● Text section:
Start of Block

In [69]:
import pandas as pd
import numpy as np
import re
import unidecode
from collections import Counter 

In [2]:
pd.set_option('display.max_columns', 100)
pd.set_option('display.max_rows', 100)
pd.set_option('display.max_colwidth', None)

### Extract Common Phrases from Nature Dataset 

In [3]:
# Read in the dataset
df = pd.read_csv('/Users/timsmac/Desktop/GRID3/B_semi_data/sub-saharan_health_facilities.csv')
df.head()

Unnamed: 0,Country,Admin1,Facility n,Facility t,Ownership,Lat,Long,LL source,coordinates
0,Angola,Bengo,Hospital Barra Do Dande,Hospital,Govt.,-8.656,13.4919,Google Earth,"[-8.656, 13.4919]"
1,Angola,Bengo,Hospital Dos Dembos,Hospital,Govt.,-8.5026,14.5862,Google Earth,"[-8.5026, 14.5862]"
2,Angola,Bengo,Hospital Municipal de Ambriz,Municipal Hospital,Govt.,-7.8522,13.1307,Google Earth,"[-7.8522, 13.1307]"
3,Angola,Bengo,Hospital Municipal de Bula Atumba,Municipal Hospital,Govt.,-8.6742,14.7925,Google Earth,"[-8.6742, 14.7925]"
4,Angola,Bengo,Hospital Municipal de Dande,Municipal Hospital,Govt.,-8.5835,13.6569,Google Earth,"[-8.5835, 13.6569]"


In [4]:
def deaccent(accented_string):
    return unidecode.unidecode(accented_string)

def remove_special_characters_and_shrink_whitespace(input_string):
    output_string = re.sub(r'\s+',' ',re.sub(r'[^A-Za-z0-9\s]','',input_string))
    return output_string

# Change column names to be more readable
df = df.rename(columns = {'Facility n':'name','Facility t':'Type'})
# Drop entries whose name field is missing or empty
df['name'] = df['name'].apply(lambda x: np.nan if x.strip() == '' else x)
df = df.dropna(subset=['name']).copy()
# De-accent the name field
df['deaccented_name'] = df['name'].apply(deaccent)
# Remove the special characters in the name field and reduce multiple whitespace to single one
df['special_char_removed_name'] = df['deaccented_name'].apply(remove_special_characters_and_shrink_whitespace)

End of Block

● Source data:
Start of Block

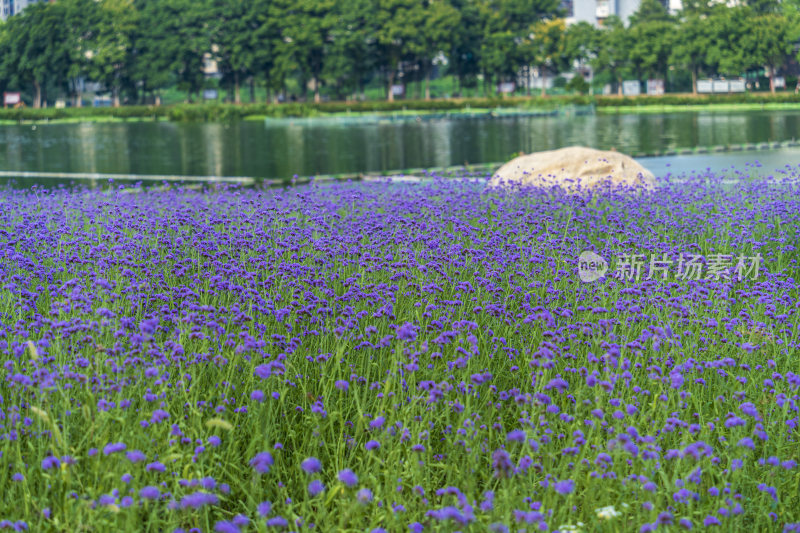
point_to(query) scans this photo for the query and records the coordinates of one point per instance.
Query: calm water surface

End of Block

● Parts of the exercise:
(a) In the notebook, how would you rewrite the block that begins "# Change column names to be more readable" as a short list that keeps its main steps?
(b) Pull out everything in the notebook from "# Change column" down to "x.strip() == '' else x)", copying it exactly.

● Written responses:
(a)
- Rename the columns 'Facility n' to 'name' and 'Facility t' to 'Type'.
- Set blank names to NaN, then drop the rows that have no name.
- Remove accents from each name and store the result in 'deaccented_name'.
- Remove all characters except letters, digits and whitespace, and collapse repeated whitespace to one space. Store the result in 'special_char_removed_name'.

(b)
# Change column names to be more readable
df = df.rename(columns = {'Facility n':'name','Facility t':'Type'})
# Drop entries whose name field is missing or empty
df['name'] = df['name'].apply(lambda x: np.nan if x.strip() == '' else x)